Aim :: Using the data below, repeat all of it precisely.

--- Dataset entries ---

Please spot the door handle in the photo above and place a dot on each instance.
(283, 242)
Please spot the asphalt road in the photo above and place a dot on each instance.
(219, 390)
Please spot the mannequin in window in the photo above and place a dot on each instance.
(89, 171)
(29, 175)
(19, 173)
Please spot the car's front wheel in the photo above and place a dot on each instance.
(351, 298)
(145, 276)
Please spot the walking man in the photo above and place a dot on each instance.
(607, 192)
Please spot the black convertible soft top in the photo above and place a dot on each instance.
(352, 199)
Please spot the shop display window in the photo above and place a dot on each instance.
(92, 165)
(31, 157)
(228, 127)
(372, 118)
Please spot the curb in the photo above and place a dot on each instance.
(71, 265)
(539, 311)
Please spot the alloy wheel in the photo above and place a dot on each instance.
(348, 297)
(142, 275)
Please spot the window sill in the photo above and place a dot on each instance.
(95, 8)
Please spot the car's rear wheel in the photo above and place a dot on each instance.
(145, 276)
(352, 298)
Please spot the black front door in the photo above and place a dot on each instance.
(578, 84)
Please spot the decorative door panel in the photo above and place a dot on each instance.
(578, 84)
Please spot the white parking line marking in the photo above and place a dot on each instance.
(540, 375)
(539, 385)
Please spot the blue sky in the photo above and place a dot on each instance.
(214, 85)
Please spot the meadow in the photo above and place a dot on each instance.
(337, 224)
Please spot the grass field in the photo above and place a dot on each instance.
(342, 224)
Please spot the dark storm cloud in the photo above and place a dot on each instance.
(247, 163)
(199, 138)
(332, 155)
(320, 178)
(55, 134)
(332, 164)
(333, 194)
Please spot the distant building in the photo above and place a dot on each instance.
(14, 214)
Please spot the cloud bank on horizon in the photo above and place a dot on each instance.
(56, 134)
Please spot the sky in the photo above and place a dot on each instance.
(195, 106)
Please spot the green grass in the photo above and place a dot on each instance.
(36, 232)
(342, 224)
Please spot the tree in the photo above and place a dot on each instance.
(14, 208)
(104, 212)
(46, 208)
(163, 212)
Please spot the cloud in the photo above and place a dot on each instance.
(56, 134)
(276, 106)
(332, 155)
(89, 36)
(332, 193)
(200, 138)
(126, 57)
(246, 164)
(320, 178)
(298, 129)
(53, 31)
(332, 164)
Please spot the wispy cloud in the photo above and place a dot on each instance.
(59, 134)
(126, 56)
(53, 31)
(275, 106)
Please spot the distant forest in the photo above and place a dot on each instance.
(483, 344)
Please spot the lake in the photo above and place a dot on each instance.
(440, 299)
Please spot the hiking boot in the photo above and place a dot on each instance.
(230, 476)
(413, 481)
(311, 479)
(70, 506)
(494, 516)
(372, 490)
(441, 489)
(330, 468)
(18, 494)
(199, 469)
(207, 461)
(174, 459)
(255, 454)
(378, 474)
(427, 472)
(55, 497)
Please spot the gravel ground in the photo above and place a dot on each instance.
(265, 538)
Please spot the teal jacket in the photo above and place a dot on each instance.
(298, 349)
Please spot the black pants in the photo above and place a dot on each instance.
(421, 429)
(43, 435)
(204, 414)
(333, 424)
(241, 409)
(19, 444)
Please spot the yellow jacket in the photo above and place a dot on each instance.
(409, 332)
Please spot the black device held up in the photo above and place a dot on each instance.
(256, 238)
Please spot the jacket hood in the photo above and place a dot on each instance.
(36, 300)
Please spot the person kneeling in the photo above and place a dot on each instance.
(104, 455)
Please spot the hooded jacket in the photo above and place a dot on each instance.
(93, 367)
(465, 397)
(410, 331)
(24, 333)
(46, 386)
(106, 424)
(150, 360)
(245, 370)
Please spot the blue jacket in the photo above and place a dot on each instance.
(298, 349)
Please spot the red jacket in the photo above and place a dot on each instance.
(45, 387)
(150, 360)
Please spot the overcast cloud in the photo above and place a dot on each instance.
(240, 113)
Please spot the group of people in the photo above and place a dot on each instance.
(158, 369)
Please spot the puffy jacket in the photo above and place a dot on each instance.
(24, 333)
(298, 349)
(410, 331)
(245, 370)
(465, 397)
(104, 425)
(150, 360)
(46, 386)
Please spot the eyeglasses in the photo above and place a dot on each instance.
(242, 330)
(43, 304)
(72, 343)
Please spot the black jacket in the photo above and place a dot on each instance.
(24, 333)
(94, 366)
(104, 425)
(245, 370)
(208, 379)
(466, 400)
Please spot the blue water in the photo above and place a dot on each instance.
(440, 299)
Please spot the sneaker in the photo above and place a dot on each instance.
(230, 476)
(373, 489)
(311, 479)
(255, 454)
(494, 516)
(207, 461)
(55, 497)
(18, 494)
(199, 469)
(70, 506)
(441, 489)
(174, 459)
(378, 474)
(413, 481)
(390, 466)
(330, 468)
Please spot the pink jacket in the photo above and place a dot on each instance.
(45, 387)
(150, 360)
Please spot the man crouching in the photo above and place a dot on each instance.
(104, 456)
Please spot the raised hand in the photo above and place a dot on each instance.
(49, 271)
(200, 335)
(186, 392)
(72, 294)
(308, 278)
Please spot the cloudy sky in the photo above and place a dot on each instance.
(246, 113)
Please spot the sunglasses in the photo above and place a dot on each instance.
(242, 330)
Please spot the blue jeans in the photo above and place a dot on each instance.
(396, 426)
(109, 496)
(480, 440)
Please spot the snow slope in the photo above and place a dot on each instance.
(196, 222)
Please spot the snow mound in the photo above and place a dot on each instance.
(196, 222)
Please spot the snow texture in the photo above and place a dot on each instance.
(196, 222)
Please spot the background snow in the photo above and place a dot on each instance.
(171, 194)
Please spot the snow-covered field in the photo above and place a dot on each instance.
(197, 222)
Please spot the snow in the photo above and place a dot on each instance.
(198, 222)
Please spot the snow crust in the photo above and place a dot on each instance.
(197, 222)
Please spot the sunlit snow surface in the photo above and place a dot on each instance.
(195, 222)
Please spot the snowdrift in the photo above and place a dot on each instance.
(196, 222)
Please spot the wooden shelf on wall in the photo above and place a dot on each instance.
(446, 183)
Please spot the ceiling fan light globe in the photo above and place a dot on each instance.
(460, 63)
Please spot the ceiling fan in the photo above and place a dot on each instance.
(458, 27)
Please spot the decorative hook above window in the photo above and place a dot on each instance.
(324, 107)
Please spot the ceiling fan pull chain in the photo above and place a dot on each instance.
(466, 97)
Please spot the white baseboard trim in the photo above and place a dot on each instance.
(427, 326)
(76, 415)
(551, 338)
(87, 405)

---

Answer in full ::
Please spot the door handle in the photo above and place a dot on each instance.
(283, 242)
Please spot the asphalt road in the photo above and place a dot on each instance.
(219, 390)
Please spot the mannequin in window in the photo above and place a dot on each instance.
(89, 171)
(29, 175)
(19, 173)
Please spot the car's front wheel in the photo above and place a dot on each instance.
(351, 298)
(145, 276)
Please spot the walking man in the photo above and place a dot on each instance.
(607, 192)
Please spot the black convertible soft top in the photo above and place a dot on each instance.
(352, 199)
Please spot the shop display window in the photo above and place a dot on each instance.
(92, 165)
(31, 157)
(228, 127)
(372, 118)
Please spot the curb in the photo above and place a dot on each instance.
(71, 265)
(539, 311)
Please spot the alloy wheel in the photo above and place a dot on each instance.
(348, 297)
(142, 275)
Please spot the window sill in the photo above and place a dot on each instance.
(95, 8)
Please spot the car's rear wheel in the photo above and place a dot on each instance.
(145, 276)
(352, 298)
Please spot the black front door in the photo above and place a dot on each instance.
(578, 84)
Please spot the decorative door panel in the photo above and place a dot on each instance.
(578, 84)
Please spot the white parking line marking in the photo above and place a dot on each instance.
(540, 375)
(539, 385)
Please spot the blue sky in the photo above and place a dot on each instance.
(214, 85)
Please spot the meadow in the photo above and place a dot on each instance.
(337, 224)
Please spot the grass field in the photo above and place a dot on each instance.
(342, 224)
Please spot the dark storm cloud in the photo above and place a dot on each instance.
(247, 163)
(199, 138)
(332, 155)
(320, 178)
(55, 134)
(332, 164)
(333, 194)
Please spot the distant building in the photo above and place a dot on each instance.
(14, 214)
Please spot the cloud bank on horizon in the photo above and place a dot on each instance.
(56, 134)
Please spot the sky in the photo above and place a dot on each instance.
(195, 106)
Please spot the green grass in the photo above and place a dot on each instance.
(36, 232)
(342, 224)
Please spot the tree in the photo above and place a dot on each instance.
(14, 208)
(104, 212)
(46, 208)
(163, 212)
Please spot the cloud in the photo above and place a dot on each instance.
(56, 134)
(276, 106)
(332, 155)
(89, 36)
(332, 193)
(200, 138)
(126, 57)
(246, 164)
(320, 178)
(298, 129)
(53, 31)
(332, 164)
Please spot the wispy cloud in the photo above and place a dot on each instance.
(59, 134)
(126, 56)
(53, 31)
(275, 106)
Please spot the distant forest in the photo above and place a dot on each instance.
(483, 344)
Please spot the lake in the photo above and place a dot on each instance.
(440, 299)
Please spot the hiking boot in the photo above and place a dot on each instance.
(230, 476)
(413, 481)
(311, 479)
(70, 506)
(494, 516)
(372, 490)
(441, 489)
(330, 468)
(18, 494)
(199, 469)
(207, 461)
(174, 459)
(255, 454)
(378, 474)
(427, 472)
(55, 497)
Please spot the gravel ground in the photo above and place a dot on each instance.
(265, 538)
Please spot the teal jacket in the photo above and place a dot on each instance.
(298, 349)
Please spot the black pants in the photo above and place a dot on each instance.
(421, 429)
(43, 435)
(204, 414)
(333, 424)
(241, 409)
(19, 444)
Please spot the yellow jacket in the photo above and place a dot on each instance.
(409, 332)
Please spot the black device held up in the photo above and place a dot on each instance.
(256, 238)
Please spot the jacket hood in the photo above and place a dot on each instance.
(36, 300)
Please spot the person kneeling in the photo above and place a dot on each instance.
(104, 455)
Please spot the hooded jacket in the photo above and place a dot on each instance.
(93, 367)
(465, 397)
(410, 331)
(24, 333)
(46, 386)
(106, 424)
(150, 360)
(245, 370)
Please spot the blue jacket in the photo above and place a dot on each instance.
(298, 349)
Please spot the red jacket in the photo above and place a dot on each instance.
(45, 387)
(150, 360)
Please spot the overcast cloud in the photo above and place a dot on each instance.
(240, 113)
Please spot the group of people in the photo above and place a dot on each instance.
(158, 369)
Please spot the puffy jacket in the photo above and place a dot on each instance.
(24, 333)
(298, 349)
(410, 331)
(245, 370)
(465, 397)
(104, 425)
(150, 360)
(46, 386)
Please spot the eyeglasses in the photo above and place a dot on each instance.
(242, 330)
(43, 304)
(72, 343)
Please spot the black jacket in the photo above and place a dot on each instance.
(24, 333)
(94, 366)
(104, 425)
(245, 370)
(208, 379)
(466, 400)
Please spot the blue water in the photo above and place a dot on each instance.
(440, 299)
Please spot the sneaker in the photo above and place a dot on each instance.
(230, 476)
(373, 489)
(311, 479)
(255, 454)
(494, 516)
(207, 461)
(55, 497)
(18, 494)
(199, 469)
(70, 506)
(441, 489)
(174, 459)
(378, 474)
(413, 481)
(390, 466)
(330, 468)
Please spot the pink jacket in the photo above and place a dot on each instance.
(45, 387)
(150, 360)
Please spot the man crouching in the photo above and place a dot on each instance.
(104, 456)
Please spot the raised hand in the photo above and place a dot on each instance.
(49, 271)
(200, 335)
(186, 392)
(72, 294)
(308, 278)
Please spot the cloudy sky in the photo above and place a dot on each instance.
(246, 113)
Please spot the sunglasses in the photo above and place a dot on each instance.
(242, 330)
Please spot the blue jeans in the photo above and place a dot on each instance.
(396, 426)
(109, 496)
(480, 440)
Please spot the snow slope in the photo above and place a dot on each instance.
(196, 222)
Please spot the snow mound in the photo above and place a dot on each instance.
(196, 222)
Please spot the snow texture in the photo above and place a dot on each instance.
(196, 222)
Please spot the background snow in the photo above and place a dot on each instance.
(171, 194)
Please spot the snow-covered field in the photo above and place a dot on each instance.
(197, 222)
Please spot the snow in the photo above and place a dot on each instance.
(198, 222)
Please spot the snow crust in the photo above and place a dot on each instance.
(197, 222)
Please spot the sunlit snow surface in the photo above and place a dot on each instance.
(195, 222)
Please spot the snowdrift in the photo above and place a dot on each instance.
(196, 222)
Please spot the wooden shelf on wall in the photo above and place a dot on each instance.
(446, 183)
Please spot the ceiling fan light globe in the photo above and place a dot on each instance.
(460, 63)
Please spot the ceiling fan in the photo above and place a dot on each instance.
(458, 27)
Please spot the decorative hook above window in the photo above and place a dot on each instance.
(324, 107)
Please spot the ceiling fan pull chain in the photo above and place a dot on each instance.
(466, 97)
Please spot the white baseboard trim in the photo above and place a dot on each instance.
(427, 326)
(76, 415)
(551, 338)
(87, 405)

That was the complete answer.